Fragmento del texto:
--- --- ---
Pero nadie lo llama tirano…
Los golpes de
Estado caracterizarán la Historia Argentina del S XX. Entre 1930 y 1983 fueron
más los gobiernos de facto que los de derecho. Y en ese camino, nuestro régimen
constitucional fue cediendo paulatinamente frente a situaciones de fuerza.
El primer golpe se
produjo en 1930. El Congreso fue disuelto y las provincias intervenidas. La
clara ilegitimidad de un gobierno de facto fue salvada nuevamente por la Corte
Suprema de Justicia. En una Acordada, que arrojaba al basurero el criterio
según el cual los jueces sólo se pronuncian a través de sus sentencias, el
máximo Tribunal entró de lleno en la arena política, declarando que (y lo cito)
“el gobierno provisional (…) es un gobierno de facto cuyo título no puede ser
discutido (…) en cuanto ejercita la función administrativa y política derivada
de su posesión por la fuerza como resorte de orden y seguridad social”.
La Corte salvó de
esta manera la cuestión de la legitimidad, pero quedaba por resolver otro tema
no menos importante: ¿qué pasa con las normas sancionadas durante un gobierno
de facto? En franca adhesión a la ideología que estos sostienen, la
jurisprudencia argentina recorrió un camino que la condujo a la aceptación
irrestricta de esas normas, extendiendo cada vez más las facultades de los
usurpadores. Al inicio del camino (en 1930), si bien validó el golpe, la Corte
limitó el ejercicio legislativo a criterios de “necesidad y urgencia” y excluyó
el campo penal. Además, estableció que las leyes derogadas por el gobierno
volvían a tener validez al terminar el período de excepción.
--- --- ---
Material proporcionado:
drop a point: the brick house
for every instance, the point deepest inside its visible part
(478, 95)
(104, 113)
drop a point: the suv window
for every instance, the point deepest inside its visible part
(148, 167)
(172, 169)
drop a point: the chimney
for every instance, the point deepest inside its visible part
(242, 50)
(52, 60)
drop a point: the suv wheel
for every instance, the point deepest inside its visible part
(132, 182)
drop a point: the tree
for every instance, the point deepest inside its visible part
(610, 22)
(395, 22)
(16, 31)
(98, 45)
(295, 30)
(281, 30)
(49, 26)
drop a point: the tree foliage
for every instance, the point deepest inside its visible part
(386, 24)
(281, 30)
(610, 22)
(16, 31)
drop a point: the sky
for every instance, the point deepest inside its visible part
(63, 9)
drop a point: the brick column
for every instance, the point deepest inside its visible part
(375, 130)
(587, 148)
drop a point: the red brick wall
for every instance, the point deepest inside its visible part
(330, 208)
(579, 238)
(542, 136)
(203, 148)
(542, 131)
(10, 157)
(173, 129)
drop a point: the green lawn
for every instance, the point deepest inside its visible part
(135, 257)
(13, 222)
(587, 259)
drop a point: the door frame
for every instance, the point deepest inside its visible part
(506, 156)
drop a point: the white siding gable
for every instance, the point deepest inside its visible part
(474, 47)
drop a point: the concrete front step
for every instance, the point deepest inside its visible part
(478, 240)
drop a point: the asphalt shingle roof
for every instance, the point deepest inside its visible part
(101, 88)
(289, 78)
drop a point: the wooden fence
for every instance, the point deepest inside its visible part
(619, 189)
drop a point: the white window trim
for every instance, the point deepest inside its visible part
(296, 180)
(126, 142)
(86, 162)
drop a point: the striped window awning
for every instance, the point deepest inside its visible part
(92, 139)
--- --- ---
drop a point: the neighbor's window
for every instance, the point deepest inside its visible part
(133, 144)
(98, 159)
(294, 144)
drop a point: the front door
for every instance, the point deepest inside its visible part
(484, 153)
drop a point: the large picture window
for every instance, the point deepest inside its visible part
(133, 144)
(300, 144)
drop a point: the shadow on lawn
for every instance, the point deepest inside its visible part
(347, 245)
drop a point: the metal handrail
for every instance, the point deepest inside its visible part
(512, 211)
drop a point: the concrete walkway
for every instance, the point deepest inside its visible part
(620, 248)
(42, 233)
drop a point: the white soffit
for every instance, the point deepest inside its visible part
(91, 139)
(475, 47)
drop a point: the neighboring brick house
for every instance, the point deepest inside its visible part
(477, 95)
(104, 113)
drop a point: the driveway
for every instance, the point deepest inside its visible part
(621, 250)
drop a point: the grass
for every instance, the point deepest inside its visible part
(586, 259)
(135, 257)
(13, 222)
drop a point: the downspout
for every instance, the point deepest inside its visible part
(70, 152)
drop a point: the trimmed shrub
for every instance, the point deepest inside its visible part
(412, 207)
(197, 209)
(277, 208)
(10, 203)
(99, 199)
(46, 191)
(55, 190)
--- --- ---
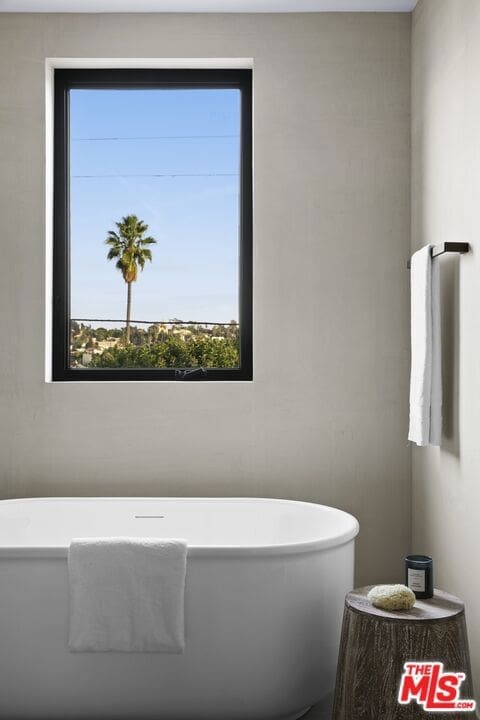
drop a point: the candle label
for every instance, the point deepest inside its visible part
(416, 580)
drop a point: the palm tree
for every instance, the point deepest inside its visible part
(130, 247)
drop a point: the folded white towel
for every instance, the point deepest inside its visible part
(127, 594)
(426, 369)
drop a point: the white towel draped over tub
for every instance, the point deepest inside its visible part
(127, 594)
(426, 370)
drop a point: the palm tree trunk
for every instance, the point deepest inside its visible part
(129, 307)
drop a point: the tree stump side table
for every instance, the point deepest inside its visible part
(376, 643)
--- --- ---
Qué hay que hacer:
#1 En el fragmento sobre los golpes de Estado en la Argentina, ¿qué pasó con el Congreso y con las provincias tras el primer golpe?
#2 Prosigue el fragmento sobre los golpes de Estado en la Argentina desde su última oración.

Respuestas por tarea:
#1 El Congreso fue disuelto y las provincias fueron intervenidas.

#2
En 1943 hubo un
segundo golpe militar. La Corte produjo entonces una nueva Acordada en términos
similares a los que había utilizado en 1930, que reconocía la legitimidad, pero
aplicaba a las normas sancionadas un criterio restrictivo que las mantenía en
vigencia sólo mientras estuviesen en el poder. Sin embargo, amplió el campo de
la legislación que podían producir: al requisito de “necesidad y urgencia” se
agregó el de “los fines de la revolución”, aceptando toda norma que apuntase a
ellos.
Reestablecido el orden constitucional en 1946, la Corte
Suprema fue reemplazada y la jurisprudencia respecto de los golpes de Estado
cambió. El criterio restrictivo fue dejado de lado, admitiendo que las normas
subsistían, aunque cesara el gobierno que las había sancionado y sin necesidad
de ratificación del Congreso. También se estableció que el criterio de
“necesidad y urgencia” era privativo del gobierno de facto y totalmente ajeno al
control judicial. Si bien esto permitió al gobierno incorporar toda la
legislación producida en el campo laboral y social durante el golpe de 1943, su
aplicación provocó la reacción de todo el arco opositor, que tildó al gobierno
de tiránico.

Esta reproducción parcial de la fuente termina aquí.